__GIVEN REQUEST__. Please print all of the material below verbatim, from its first line through its last.

__INFORMATION PROVIDED__.
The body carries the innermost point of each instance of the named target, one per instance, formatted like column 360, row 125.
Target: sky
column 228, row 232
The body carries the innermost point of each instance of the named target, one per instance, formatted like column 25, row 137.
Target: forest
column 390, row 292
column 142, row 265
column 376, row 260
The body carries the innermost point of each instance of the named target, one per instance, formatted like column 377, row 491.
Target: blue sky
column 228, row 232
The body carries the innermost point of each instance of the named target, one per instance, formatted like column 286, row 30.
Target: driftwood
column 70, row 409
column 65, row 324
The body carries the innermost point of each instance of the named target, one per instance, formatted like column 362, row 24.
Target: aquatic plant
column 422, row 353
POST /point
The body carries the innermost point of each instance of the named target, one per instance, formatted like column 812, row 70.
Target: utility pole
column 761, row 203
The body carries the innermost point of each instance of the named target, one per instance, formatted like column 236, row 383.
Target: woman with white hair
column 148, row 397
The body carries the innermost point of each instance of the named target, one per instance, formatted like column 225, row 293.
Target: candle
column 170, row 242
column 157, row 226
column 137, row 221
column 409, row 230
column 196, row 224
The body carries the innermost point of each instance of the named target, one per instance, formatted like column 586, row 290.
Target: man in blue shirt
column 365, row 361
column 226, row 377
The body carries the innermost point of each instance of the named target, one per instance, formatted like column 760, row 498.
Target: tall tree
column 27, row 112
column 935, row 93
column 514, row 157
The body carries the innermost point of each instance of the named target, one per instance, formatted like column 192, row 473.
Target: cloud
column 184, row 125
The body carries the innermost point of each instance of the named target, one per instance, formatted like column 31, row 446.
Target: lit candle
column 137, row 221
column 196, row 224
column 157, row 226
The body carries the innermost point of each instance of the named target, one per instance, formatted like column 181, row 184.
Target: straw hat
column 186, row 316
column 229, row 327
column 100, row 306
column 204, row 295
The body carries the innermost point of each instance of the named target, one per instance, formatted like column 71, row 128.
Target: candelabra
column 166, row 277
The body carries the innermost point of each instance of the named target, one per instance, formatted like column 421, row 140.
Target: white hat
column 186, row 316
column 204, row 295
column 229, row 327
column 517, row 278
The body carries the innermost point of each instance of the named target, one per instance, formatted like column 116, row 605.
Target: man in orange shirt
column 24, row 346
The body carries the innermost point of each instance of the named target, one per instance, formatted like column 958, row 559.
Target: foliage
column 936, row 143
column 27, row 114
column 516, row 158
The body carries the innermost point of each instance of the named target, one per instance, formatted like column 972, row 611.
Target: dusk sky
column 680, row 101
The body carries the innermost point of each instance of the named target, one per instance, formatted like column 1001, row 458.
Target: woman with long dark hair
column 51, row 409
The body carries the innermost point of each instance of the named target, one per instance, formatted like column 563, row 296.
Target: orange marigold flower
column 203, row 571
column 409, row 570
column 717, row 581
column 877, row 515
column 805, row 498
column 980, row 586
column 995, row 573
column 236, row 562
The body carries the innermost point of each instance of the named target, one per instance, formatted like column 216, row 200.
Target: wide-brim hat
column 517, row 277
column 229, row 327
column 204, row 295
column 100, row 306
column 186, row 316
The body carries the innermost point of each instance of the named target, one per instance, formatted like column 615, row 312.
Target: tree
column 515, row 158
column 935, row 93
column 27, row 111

__TASK SOLUTION__.
The body carries the innermost point of each instance of the named target, one per instance, formatted like column 360, row 125.
Target: sky
column 228, row 232
The body carries the innermost point of each instance of the named target, one per instance, formatted like column 25, row 137.
Target: forest
column 390, row 292
column 142, row 265
column 376, row 260
The body carries the innermost point of each instance of the named target, one per instance, formatted like column 377, row 491.
Target: blue sky
column 228, row 232
The body carries the innermost point of each instance of the named target, one per instance, formatted like column 286, row 30.
Target: driftwood
column 70, row 409
column 65, row 324
The body carries the innermost point of each instance of the named target, one per instance, formatted like column 362, row 24.
Target: aquatic plant
column 422, row 353
POST /point
The body carries the innermost point of each instance of the named target, one per instance, formatted like column 812, row 70.
Target: utility pole
column 761, row 203
The body carries the innermost point of each instance of the named target, one per instance, formatted like column 236, row 383.
Target: woman with white hair
column 148, row 397
The body carries the innermost point of each instance of the named target, one per instance, formatted like column 225, row 293.
Target: candle
column 170, row 242
column 157, row 226
column 137, row 221
column 409, row 230
column 196, row 224
The body carries the innermost point of each instance of the named target, one per instance, formatted like column 586, row 290.
Target: man in blue shirt
column 365, row 361
column 226, row 377
The body carries the innermost point of each instance of the named target, one per instance, formatted like column 760, row 498.
Target: tall tree
column 27, row 112
column 935, row 93
column 514, row 157
The body carries the innermost point of each instance of the named target, one per instance, formatted like column 192, row 473.
Target: cloud
column 184, row 125
The body carries the innermost point of each instance of the named target, one per instance, formatted like column 31, row 446.
Target: lit candle
column 137, row 221
column 196, row 224
column 157, row 226
The body carries the innermost point of each instance of the named target, one per instance, formatted like column 181, row 184.
Target: straw hat
column 186, row 316
column 229, row 327
column 100, row 306
column 204, row 295
The body carries the innermost point of each instance of the named target, one per instance, formatted like column 71, row 128.
Target: candelabra
column 166, row 277
The body carries the innermost point of each instance of the named target, one per instance, formatted like column 421, row 140.
Target: white hat
column 186, row 316
column 204, row 295
column 229, row 327
column 517, row 278
The body carries the innermost point of each instance of the named target, one per instance, formatted like column 116, row 605.
Target: man in orange shirt
column 24, row 346
The body carries the innermost point of each instance of the named target, one per instance, formatted like column 958, row 559.
Target: foliage
column 936, row 143
column 27, row 114
column 516, row 158
The body carries the innermost point of each instance of the named target, one per instance, formatted like column 972, row 611.
Target: dusk sky
column 680, row 101
The body carries the innermost point of each instance of the named target, one per instance, formatted like column 1001, row 458.
Target: woman with long dark hair
column 51, row 409
The body carries the innermost point of each instance of the named target, one per instance, formatted like column 563, row 296.
Target: orange marigold flower
column 203, row 571
column 409, row 570
column 717, row 581
column 877, row 515
column 805, row 498
column 980, row 586
column 995, row 573
column 236, row 562
The body carries the innermost point of each instance of the named target, one per instance, formatted like column 216, row 200.
Target: wide-brim hat
column 517, row 277
column 229, row 327
column 204, row 295
column 100, row 306
column 186, row 316
The body carries the innermost point of each instance of the named target, one per instance, formatted like column 615, row 312.
Target: tree
column 515, row 158
column 935, row 93
column 27, row 111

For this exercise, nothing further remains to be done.